**TASK:**
Extract all of the entries and give them again, word for word.

**INPUT:**
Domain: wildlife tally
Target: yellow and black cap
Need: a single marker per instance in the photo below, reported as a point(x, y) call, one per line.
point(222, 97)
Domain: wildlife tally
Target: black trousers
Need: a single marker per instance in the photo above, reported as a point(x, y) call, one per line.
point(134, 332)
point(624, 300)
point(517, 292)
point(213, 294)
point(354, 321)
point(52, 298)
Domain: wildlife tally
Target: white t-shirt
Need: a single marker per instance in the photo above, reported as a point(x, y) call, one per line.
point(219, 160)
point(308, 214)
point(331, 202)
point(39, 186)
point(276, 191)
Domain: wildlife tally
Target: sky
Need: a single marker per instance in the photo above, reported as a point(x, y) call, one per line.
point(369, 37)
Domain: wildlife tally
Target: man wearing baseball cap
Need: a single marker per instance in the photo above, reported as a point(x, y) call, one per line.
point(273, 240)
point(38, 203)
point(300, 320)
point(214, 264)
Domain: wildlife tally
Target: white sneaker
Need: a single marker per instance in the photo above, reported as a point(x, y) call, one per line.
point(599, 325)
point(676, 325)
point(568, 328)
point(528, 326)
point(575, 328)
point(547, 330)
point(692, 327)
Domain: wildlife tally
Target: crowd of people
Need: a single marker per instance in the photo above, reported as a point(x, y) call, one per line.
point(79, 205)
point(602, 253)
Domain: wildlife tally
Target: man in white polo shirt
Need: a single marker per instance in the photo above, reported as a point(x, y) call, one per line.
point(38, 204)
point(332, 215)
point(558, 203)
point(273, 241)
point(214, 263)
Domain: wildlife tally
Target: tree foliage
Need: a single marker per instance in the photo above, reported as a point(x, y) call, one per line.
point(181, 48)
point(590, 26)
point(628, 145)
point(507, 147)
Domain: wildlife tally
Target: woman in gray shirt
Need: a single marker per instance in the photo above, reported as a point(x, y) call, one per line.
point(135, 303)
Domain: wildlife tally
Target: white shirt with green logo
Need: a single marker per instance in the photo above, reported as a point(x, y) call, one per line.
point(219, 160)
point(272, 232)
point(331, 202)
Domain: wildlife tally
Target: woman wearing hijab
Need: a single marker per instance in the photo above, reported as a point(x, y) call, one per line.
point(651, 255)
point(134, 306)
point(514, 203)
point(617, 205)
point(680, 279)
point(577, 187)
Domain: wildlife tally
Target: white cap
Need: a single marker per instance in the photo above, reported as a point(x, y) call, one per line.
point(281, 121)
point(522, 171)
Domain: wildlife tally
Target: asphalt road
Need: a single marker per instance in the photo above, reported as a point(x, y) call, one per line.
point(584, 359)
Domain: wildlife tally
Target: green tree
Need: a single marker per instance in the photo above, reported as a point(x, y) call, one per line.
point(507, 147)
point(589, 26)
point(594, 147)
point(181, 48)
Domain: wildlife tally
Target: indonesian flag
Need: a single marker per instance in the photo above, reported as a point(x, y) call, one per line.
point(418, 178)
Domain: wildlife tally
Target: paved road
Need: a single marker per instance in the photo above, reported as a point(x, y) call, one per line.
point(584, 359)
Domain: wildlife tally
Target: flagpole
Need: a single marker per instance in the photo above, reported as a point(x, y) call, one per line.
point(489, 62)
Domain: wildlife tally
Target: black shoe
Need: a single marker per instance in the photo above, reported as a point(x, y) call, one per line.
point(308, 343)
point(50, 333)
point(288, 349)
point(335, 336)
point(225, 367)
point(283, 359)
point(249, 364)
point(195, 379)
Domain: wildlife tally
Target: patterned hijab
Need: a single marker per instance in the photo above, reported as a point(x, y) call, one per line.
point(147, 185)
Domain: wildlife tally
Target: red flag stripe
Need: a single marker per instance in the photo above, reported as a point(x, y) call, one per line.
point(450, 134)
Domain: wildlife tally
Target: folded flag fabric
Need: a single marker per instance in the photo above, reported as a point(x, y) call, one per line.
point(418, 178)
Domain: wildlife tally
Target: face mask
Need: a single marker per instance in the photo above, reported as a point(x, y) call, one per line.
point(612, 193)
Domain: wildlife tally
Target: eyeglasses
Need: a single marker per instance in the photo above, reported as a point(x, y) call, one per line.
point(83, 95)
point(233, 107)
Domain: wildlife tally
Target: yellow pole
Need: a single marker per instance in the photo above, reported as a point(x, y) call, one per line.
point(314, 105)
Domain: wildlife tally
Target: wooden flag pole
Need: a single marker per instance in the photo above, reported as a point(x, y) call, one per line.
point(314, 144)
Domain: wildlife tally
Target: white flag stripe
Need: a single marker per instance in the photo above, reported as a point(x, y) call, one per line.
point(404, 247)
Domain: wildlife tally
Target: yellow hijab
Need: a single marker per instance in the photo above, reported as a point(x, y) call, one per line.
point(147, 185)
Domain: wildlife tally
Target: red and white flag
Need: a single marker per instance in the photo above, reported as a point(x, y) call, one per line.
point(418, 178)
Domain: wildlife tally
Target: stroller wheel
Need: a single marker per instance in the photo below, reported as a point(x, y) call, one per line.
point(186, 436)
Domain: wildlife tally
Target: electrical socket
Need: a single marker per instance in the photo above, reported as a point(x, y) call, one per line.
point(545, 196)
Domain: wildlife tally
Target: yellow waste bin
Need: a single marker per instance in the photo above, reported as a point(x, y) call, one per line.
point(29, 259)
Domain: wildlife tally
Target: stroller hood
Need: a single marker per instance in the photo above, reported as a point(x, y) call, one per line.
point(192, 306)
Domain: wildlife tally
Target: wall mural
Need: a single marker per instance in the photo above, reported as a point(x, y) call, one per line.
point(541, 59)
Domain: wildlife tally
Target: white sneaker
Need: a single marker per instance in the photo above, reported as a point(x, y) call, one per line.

**RESULT:**
Domain: wildlife tally
Target: yellow and black cap
Need: a single marker per instance in the photo below, reported as a point(x, y) call, one per line.
point(222, 97)
Domain: wildlife tally
Target: black trousers
Need: a single marker per instance in the photo above, reported as a point(x, y) call, one per line.
point(134, 332)
point(624, 300)
point(517, 292)
point(213, 294)
point(354, 321)
point(52, 298)
Domain: wildlife tally
Target: white t-shirt
Need: a single marker per instance in the photo above, reported as a point(x, y) call, one per line.
point(219, 160)
point(308, 214)
point(331, 202)
point(39, 186)
point(276, 191)
Domain: wildlife tally
Target: sky
Need: a single marker per instance in the photo above, reported as a point(x, y) call, one per line.
point(369, 37)
Domain: wildlife tally
Target: man wearing baseball cap
Need: a single marker per instance in the photo above, reported as a point(x, y) call, one per line.
point(273, 240)
point(38, 203)
point(300, 320)
point(214, 264)
Domain: wildlife tally
Target: white sneaker
Need: a single marker per instance in the photo above, reported as a point(x, y) call, one per line.
point(599, 325)
point(676, 325)
point(568, 328)
point(528, 326)
point(575, 328)
point(547, 330)
point(692, 327)
Domain: wildlife tally
Target: crowd of people
Need: a single marker per instance in the photo above, reported as a point(x, y) call, one per line.
point(79, 205)
point(602, 253)
Domain: wildlife tally
Target: man in white polo shirt
Need: a single marker per instance in the photo above, reported as a point(x, y) call, one per line.
point(38, 204)
point(332, 215)
point(558, 203)
point(273, 241)
point(214, 263)
Domain: wildlife tally
Target: tree foliage
Need: a single marker per instance in the photo above, reported as a point(x, y) call, one per line.
point(181, 48)
point(590, 26)
point(628, 145)
point(507, 147)
Domain: wildlife tally
Target: woman in gray shirt
Need: a single marker per instance in the photo above, reported as a point(x, y) call, one per line.
point(135, 303)
Domain: wildlife tally
Target: white shirt with green logo
Need: a single marker per instance in the photo above, reported as a point(x, y) call, one per line.
point(219, 160)
point(272, 232)
point(331, 202)
Domain: wildlife tally
Target: woman wearing hijab
Need: a single marker per instance in the photo above, reported as a point(x, y) call, one per line.
point(651, 255)
point(134, 306)
point(514, 203)
point(617, 205)
point(680, 279)
point(577, 187)
Domain: wildlife tally
Target: white cap
Need: a single marker per instance in the photo above, reported as a point(x, y) call, one per line.
point(281, 121)
point(522, 171)
Domain: wildlife tally
Target: asphalt road
Need: a single marker per instance in the photo above, reported as a point(x, y) call, one per line.
point(584, 359)
Domain: wildlife tally
Target: green tree
Need: a single marker per instance in the photo above, reported as a point(x, y) call, one per line.
point(507, 147)
point(589, 26)
point(594, 147)
point(181, 48)
Domain: wildlife tally
Target: indonesian flag
Need: a single marker per instance in the photo above, reported as a point(x, y) call, one per line.
point(418, 178)
Domain: wildlife tally
Target: paved road
Need: a single marker per instance in the photo above, reported as a point(x, y) call, one per line.
point(584, 359)
Domain: wildlife tally
Target: flagpole
Need: a single marker per instance in the photo above, reported as a point(x, y) call, one per line.
point(489, 62)
Domain: wildlife tally
Target: black shoe
Need: a single marker per instance in the photo above, reported as a point(x, y) call, one per line.
point(308, 343)
point(50, 333)
point(288, 349)
point(335, 336)
point(225, 367)
point(283, 359)
point(249, 364)
point(195, 379)
Domain: wildlife tally
Target: patterned hijab
Need: a single marker per instance in the photo above, reported as a point(x, y) call, one per line.
point(147, 185)
Domain: wildlife tally
Target: red flag stripe
Need: a single marker per instance in the photo above, reported as a point(x, y) call, one per line.
point(450, 134)
Domain: wildlife tally
Target: folded flag fabric
Need: a single marker per instance in the photo above, reported as a point(x, y) call, one per line.
point(418, 178)
Domain: wildlife tally
Target: face mask
Need: a single marker per instance in the photo above, reported as a point(x, y) call, one per line.
point(612, 193)
Domain: wildlife tally
Target: eyeglasses
Need: a single marker per instance in the photo above, reported as a point(x, y) call, one per line.
point(83, 95)
point(233, 107)
Domain: wildlife tally
Target: yellow pole
Need: a single marker per instance in the photo above, reported as a point(x, y) call, one per line.
point(314, 105)
Domain: wildlife tally
Target: wooden flag pole
Need: a single marker per instance in the photo above, reported as a point(x, y) call, one per line.
point(314, 144)
Domain: wildlife tally
Target: white flag stripe
Need: a single marker per instance in the photo above, reported as a point(x, y) call, one per line.
point(404, 247)
Domain: wildlife tally
Target: yellow hijab
Need: a single marker per instance in the photo above, reported as a point(x, y) call, one per line.
point(147, 185)
Domain: wildlife tally
Target: red and white flag
Need: a single marker per instance in the photo above, reported as a point(x, y) call, one per line.
point(418, 178)
Domain: wildlife tally
Target: stroller wheel
Need: a single marker per instance in the photo below, reported as a point(x, y) call, one per line.
point(186, 436)
Domain: wildlife tally
Target: electrical socket
Need: a single marker per instance in the photo above, reported as a point(x, y) call, one per line.
point(545, 196)
Domain: wildlife tally
Target: yellow waste bin
Need: a single marker per instance in the photo above, reported as a point(x, y) call, one per line.
point(29, 259)
Domain: wildlife tally
Target: stroller hood
Need: a single marker per instance in the photo above, reported as a point(x, y) call, one per line.
point(192, 306)
Domain: wildlife tally
Target: wall mural
Need: a single marker per instance in the photo above, reported as a point(x, y) call, one per line.
point(541, 59)
Domain: wildlife tally
Target: white sneaker
Need: a single marker per instance in the photo above, reported as a point(x, y) call, one per line.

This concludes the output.